** begin Recorded data **
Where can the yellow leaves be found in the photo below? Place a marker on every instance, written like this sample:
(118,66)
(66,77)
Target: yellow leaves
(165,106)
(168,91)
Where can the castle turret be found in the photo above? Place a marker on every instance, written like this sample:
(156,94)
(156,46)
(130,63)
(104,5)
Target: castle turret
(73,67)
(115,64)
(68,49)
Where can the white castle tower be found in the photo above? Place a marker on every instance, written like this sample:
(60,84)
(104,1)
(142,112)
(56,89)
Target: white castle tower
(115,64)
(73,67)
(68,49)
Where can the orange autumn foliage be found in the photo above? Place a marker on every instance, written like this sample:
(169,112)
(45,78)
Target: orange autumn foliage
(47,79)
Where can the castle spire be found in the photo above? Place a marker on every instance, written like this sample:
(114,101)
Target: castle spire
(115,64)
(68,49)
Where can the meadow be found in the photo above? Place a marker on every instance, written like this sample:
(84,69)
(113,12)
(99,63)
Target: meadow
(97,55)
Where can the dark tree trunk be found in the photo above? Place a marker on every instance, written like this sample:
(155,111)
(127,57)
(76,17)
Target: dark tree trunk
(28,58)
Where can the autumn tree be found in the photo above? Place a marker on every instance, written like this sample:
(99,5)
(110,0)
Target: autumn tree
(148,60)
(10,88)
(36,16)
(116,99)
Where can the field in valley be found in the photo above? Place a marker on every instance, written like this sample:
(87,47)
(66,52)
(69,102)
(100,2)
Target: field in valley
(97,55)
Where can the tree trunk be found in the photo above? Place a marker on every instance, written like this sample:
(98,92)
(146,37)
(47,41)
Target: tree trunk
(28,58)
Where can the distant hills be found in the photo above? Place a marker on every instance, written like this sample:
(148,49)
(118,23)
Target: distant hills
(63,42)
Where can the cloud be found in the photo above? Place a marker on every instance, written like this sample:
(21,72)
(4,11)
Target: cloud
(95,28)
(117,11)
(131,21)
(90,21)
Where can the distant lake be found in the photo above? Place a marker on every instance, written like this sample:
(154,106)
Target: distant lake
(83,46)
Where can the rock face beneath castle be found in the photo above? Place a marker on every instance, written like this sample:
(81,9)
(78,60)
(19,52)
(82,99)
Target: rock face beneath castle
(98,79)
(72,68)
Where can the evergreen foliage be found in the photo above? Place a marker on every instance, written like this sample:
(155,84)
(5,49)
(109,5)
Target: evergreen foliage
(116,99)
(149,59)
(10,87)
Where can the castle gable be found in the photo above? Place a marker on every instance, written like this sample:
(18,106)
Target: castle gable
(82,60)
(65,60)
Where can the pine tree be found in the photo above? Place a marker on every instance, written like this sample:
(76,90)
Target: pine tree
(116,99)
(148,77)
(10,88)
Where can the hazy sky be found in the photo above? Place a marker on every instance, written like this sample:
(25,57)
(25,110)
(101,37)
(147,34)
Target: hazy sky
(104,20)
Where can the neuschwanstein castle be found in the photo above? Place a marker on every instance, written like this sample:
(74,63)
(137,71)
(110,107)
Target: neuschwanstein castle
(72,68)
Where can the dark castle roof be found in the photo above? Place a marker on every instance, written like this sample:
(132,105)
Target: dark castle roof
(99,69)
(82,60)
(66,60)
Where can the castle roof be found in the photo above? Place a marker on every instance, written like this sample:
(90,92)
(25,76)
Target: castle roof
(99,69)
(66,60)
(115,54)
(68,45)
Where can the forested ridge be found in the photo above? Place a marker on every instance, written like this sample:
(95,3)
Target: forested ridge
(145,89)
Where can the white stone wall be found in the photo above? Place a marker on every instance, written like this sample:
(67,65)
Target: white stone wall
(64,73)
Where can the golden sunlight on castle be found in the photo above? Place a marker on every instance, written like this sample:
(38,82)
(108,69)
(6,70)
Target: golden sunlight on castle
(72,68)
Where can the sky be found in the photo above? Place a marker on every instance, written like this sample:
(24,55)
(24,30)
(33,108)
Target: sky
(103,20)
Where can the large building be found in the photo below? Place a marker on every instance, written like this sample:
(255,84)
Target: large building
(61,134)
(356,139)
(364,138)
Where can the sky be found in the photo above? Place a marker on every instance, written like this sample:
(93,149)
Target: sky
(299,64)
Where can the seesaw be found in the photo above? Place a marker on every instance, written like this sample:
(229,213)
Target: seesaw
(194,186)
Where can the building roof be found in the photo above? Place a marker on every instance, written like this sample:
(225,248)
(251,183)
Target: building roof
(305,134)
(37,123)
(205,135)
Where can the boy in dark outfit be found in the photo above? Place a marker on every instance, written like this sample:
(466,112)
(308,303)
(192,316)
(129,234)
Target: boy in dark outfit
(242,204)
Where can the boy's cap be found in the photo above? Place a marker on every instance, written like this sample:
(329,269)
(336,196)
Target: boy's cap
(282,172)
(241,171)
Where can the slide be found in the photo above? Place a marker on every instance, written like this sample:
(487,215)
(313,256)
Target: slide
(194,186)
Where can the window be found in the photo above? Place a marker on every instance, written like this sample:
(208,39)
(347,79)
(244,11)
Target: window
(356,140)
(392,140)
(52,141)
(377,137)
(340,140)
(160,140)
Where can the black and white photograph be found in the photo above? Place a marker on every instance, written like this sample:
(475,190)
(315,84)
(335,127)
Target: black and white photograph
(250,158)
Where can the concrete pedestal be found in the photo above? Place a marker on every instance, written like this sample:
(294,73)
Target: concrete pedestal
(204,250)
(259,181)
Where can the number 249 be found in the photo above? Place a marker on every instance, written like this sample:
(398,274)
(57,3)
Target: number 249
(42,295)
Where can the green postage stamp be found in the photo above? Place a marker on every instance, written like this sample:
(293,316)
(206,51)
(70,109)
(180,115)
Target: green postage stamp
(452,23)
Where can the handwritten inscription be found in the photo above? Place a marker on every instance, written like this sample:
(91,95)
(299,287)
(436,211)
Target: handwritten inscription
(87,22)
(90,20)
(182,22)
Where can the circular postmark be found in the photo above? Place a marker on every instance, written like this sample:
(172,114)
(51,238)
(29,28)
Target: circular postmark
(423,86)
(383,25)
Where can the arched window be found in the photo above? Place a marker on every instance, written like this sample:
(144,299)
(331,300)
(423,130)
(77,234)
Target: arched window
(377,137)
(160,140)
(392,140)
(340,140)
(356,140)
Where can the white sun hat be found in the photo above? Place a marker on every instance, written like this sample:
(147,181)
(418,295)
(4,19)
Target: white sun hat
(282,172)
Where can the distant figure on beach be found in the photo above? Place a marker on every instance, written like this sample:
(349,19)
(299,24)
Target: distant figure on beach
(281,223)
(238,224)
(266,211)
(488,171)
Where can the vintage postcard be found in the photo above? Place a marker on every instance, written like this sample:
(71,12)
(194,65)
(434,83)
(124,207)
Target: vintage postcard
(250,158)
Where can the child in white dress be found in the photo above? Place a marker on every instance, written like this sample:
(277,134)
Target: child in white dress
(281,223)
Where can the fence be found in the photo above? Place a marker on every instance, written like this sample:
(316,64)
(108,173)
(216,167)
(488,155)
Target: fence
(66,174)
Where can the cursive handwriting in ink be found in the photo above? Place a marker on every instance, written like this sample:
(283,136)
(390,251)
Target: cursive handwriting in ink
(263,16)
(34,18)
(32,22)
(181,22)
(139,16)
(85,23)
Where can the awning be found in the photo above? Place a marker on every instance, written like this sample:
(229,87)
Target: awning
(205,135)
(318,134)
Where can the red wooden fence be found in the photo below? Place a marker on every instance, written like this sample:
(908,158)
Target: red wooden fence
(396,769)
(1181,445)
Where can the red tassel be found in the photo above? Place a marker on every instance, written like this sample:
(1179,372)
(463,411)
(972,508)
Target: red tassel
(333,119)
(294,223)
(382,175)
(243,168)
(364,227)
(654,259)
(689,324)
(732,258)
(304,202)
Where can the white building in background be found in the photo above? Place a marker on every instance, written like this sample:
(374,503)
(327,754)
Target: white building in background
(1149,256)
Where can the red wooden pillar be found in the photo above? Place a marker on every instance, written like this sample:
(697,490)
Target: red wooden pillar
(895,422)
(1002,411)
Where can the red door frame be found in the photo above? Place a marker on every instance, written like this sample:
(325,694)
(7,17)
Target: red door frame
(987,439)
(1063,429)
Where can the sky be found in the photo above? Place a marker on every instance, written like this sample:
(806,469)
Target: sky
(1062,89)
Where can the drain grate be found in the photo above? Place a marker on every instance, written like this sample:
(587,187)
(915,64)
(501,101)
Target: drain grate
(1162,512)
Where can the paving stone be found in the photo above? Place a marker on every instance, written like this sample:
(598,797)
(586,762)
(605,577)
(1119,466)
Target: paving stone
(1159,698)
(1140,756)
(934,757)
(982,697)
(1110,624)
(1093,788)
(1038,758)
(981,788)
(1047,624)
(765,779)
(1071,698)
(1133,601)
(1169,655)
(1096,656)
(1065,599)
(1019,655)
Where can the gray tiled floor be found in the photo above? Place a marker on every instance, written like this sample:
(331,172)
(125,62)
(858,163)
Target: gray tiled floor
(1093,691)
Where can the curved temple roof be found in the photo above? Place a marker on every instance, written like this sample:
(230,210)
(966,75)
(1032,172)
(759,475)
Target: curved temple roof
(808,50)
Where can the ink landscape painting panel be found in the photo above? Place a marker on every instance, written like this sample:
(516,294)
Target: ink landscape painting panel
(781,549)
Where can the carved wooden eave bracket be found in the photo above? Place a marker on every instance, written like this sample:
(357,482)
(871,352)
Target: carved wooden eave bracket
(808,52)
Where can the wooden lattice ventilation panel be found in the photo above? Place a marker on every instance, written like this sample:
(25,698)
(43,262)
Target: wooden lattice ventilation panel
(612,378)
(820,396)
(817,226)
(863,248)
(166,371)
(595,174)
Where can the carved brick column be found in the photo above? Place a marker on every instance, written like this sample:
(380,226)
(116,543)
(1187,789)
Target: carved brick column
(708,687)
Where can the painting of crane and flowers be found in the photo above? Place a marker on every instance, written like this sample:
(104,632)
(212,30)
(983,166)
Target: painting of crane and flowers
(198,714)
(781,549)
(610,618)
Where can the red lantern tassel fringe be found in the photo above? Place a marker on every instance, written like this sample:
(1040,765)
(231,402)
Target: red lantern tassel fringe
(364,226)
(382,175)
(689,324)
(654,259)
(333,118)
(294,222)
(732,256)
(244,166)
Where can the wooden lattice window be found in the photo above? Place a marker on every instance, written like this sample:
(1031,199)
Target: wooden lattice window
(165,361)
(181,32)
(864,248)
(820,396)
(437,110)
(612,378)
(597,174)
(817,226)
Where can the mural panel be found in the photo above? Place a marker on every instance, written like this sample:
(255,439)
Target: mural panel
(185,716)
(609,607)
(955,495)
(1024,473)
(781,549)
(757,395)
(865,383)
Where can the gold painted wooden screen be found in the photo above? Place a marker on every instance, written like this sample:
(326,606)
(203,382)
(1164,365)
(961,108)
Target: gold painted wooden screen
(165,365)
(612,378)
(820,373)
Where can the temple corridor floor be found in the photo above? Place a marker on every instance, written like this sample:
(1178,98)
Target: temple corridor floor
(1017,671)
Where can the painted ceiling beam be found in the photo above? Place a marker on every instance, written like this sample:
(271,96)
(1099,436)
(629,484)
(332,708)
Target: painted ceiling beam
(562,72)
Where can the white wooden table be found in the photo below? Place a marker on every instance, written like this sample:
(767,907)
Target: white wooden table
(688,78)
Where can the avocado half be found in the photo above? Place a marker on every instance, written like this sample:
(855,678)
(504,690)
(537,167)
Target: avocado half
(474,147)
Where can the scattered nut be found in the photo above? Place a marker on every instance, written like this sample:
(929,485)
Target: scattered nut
** end Recorded data **
Repeat exactly the lines from the one containing "Where can the temple" through the last line of the records above, both included, and nothing else.

Where can the temple corridor floor be found in the photo above? Place a marker on every instance, written like this sample:
(1178,98)
Target: temple corridor floor
(1017,671)
Where can the painted ceiling beam be found in the photo above? Place a marker on every instance, written like this sample:
(271,96)
(1099,436)
(629,484)
(332,708)
Target: painted ceiling beam
(562,72)
Where can the white wooden table be found in the photo below? Place a marker on every instance, written like this sample:
(767,907)
Target: white wooden table
(688,78)
Where can the avocado half be found in the photo above? Place a marker on every instance, written like this sample:
(855,678)
(504,690)
(537,167)
Target: avocado half
(474,147)
Where can the scattered nut be found in the photo above? Place a marker on every instance, written like this sample:
(929,485)
Target: scattered nut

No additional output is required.